ИСХОДНЫЙ ТЕКСТ:
┄┄┄┄┄┄┄┄┄┄
Но Свидригайлов намертво попал в водоворот дьявольского мистицизма. В своём духовном устроении он стал законченным сатанистом. В Вечности для себя он оставил один ад, да и тот сузил до комнатки, вроде деревенской бани. Он поверил в такую Вечность и принял её. В своей душе он добровольно разрушил Царство Небесное и тем самым сам себя лишил всякого выбора, во исполнение  Господнего предупреждения, что каждому по вере его да будет. Он умертвил свою душу, закрыв ей глаза на истинное устроение Вселенной, и душа согласилась с комнаткой в Вечности. А раз так, то разуму уже незачем противостоять греху, а телу и подавно надлежит подчиняться страстям. И, действительно, если уж всё заканчивается тесной комнаткой, то какой смысл отказывать себе в удовольствиях здесь на земле? Может быть, самая страшная дьявольская теория, какую только может принять человек. Это – сатанизм самой высшей пробы, в чистом виде.

Приняв сатанизм как основу мироустройства (ибо, в том мире, где нет Царства Небесного, там нет Бога, и тогда для человека богом становится сатана), Свидригайлов превратился в подобие своего хозяина на земле. С этого момента, какими бы благими помыслами он не руководствовался, он всё равно будет творить только зло. Такова дьявольская природа.

Вполне возможно, что Свидригайлов искренне хотел загладить свою вину перед Дуней, когда решил предложить ей 10 тысяч рублей (целое состояние по тем временам), чтобы избавить её от необходимости выходить замуж за Лужина. Во всяком случае, он думал, что поступает искренне, даже был уверен в этом и, скорее всего, никаких задних мыслей у него не было. Если бы Свидригайлов лукавил перед самим собой, он не пошёл бы именно к Раскольникову с предложением помочь Дуне, зная наперёд, что тот раскусит его с первых же слов и выгонит взашей. Уж кто, кто, а он на расстоянии чувствовал, с каким человеком ему придётся встретиться. Но он был абсолютно уверен в честности своих намерений. Собственно, эта уверенность и вдохновила его обратиться к Раскольникову. Он, конечно, понимал, что тот сразу же отвергнет его предложение, но тонкой своей душой почувствует его искреннюю бескорыстность и, может быть, потом согласиться на его предложение. Да, в тот период он был честен и перед собой, и перед Раскольниковым, и перед Дуней.

И Раскольников поверил Свидригайлову. Естественно, произошло то, что единственно и могло произойти: 10 тысяч, которые могли бы разрешить все проблемы семьи Раскольниковых, были с презрением отвергнуты: «Но вы действительно, действительно сумасшедший! – вскричал Раскольников, не столько даже рассерженный, сколько удивлённый. – Как смеете вы так говорить!» (К.ц.)
┄┄┄┄┄┄┄┄┄┄
ДАННЫЕ:

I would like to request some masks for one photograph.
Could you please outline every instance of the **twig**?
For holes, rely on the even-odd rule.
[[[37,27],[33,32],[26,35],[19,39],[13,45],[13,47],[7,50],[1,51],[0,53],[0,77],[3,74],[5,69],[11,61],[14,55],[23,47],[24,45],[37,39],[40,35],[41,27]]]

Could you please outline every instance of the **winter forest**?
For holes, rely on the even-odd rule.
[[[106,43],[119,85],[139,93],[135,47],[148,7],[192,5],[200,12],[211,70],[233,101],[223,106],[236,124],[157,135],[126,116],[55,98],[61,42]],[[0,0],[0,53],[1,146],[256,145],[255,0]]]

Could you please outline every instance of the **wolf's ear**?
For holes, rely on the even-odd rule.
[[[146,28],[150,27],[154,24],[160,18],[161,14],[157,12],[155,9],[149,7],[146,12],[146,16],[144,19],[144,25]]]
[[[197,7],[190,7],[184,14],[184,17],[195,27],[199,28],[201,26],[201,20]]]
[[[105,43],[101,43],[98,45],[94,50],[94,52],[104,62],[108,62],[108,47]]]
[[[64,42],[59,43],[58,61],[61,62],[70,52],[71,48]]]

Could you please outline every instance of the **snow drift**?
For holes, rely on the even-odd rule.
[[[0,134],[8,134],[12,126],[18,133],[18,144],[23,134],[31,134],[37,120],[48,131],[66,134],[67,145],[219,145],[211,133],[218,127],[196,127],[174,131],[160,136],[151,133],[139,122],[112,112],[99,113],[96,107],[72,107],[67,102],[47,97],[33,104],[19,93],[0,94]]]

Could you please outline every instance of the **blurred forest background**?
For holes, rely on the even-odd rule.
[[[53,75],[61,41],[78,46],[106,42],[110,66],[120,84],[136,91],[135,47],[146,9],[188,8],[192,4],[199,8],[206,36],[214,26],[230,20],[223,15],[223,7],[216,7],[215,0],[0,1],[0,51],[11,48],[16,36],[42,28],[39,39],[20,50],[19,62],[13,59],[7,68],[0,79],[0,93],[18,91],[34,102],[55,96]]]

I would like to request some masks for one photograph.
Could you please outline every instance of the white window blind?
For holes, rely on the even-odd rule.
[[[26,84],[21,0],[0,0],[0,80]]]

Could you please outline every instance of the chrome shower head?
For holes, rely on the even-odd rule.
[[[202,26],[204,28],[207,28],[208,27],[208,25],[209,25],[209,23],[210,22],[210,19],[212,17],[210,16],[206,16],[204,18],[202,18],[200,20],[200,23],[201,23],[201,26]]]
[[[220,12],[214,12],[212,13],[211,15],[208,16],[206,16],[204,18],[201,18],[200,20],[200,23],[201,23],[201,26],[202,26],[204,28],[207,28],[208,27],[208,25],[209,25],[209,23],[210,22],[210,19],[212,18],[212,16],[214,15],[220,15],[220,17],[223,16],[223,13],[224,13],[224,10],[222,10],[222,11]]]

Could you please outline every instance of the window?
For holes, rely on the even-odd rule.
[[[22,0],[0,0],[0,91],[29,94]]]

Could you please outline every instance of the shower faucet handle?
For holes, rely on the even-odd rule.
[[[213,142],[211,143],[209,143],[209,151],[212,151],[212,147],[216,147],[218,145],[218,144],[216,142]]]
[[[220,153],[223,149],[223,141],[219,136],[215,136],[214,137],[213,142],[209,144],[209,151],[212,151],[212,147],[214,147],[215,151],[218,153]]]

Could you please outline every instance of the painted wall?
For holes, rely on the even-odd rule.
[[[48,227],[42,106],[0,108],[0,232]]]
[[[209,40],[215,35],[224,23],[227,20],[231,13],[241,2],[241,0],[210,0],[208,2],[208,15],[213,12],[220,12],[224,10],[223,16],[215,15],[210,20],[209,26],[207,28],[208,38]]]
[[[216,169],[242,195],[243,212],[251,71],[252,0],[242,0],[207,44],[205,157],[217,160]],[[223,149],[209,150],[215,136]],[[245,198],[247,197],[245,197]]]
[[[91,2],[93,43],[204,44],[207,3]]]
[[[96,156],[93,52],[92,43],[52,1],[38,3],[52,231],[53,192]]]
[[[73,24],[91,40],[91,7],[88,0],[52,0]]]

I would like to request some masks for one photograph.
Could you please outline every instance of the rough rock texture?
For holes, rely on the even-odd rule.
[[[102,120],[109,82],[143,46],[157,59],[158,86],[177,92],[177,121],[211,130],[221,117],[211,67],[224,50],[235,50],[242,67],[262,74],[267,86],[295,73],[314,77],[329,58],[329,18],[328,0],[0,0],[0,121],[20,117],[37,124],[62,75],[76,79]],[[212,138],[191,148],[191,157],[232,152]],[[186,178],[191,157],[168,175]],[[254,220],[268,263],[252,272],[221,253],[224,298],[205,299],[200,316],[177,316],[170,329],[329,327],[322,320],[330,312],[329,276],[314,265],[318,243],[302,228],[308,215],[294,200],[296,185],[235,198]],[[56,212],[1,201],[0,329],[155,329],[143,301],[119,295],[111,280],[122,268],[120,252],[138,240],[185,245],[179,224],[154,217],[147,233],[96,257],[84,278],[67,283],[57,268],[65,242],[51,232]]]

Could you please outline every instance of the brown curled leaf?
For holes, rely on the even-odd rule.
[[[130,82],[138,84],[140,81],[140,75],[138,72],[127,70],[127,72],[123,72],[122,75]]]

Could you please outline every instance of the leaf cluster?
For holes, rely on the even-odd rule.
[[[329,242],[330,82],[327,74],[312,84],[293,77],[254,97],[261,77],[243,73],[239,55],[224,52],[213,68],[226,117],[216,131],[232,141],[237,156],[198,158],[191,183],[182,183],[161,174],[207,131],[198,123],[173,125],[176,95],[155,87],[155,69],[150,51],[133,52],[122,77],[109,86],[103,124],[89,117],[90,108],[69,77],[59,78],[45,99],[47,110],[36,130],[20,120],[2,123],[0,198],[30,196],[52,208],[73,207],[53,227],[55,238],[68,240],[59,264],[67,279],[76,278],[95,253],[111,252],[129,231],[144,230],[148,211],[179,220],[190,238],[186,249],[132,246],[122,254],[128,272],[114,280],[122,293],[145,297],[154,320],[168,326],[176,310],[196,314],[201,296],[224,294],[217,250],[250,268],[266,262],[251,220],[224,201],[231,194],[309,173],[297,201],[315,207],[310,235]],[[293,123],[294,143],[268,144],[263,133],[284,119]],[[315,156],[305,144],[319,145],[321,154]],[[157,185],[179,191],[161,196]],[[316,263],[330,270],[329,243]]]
┄┄┄┄┄┄┄┄┄┄
ПИСЬМЕННОЕ ЗАДАНИЕ A:
Перепишите фрагмент текста о Свидригайлове от «Приняв сатанизм как» до «Такова дьявольская природа.», заменив «зло» на «вред».
ПИСЬМЕННОЕ ЗАДАНИЕ B:
Перечислите всех персонажей, которые названы по имени в тексте о Свидригайлове.
ПИСЬМЕННОЕ ЗАДАНИЕ C:
Какую сумму, согласно тексту о Свидригайлове, он решил предложить Дуне?

ПОЛНОЕ РЕШЕНИЕ A:
Приняв сатанизм как основу мироустройства (ибо, в том мире, где нет Царства Небесного, там нет Бога, и тогда для человека богом становится сатана), Свидригайлов превратился в подобие своего хозяина на земле. С этого момента, какими бы благими помыслами он не руководствовался, он всё равно будет творить только вред. Такова дьявольская природа.

ПОЛНОЕ РЕШЕНИЕ B:
Свидригайлов, Дуня, Лужин, Раскольников

ПОЛНОЕ РЕШЕНИЕ C:
10 тысяч рублей.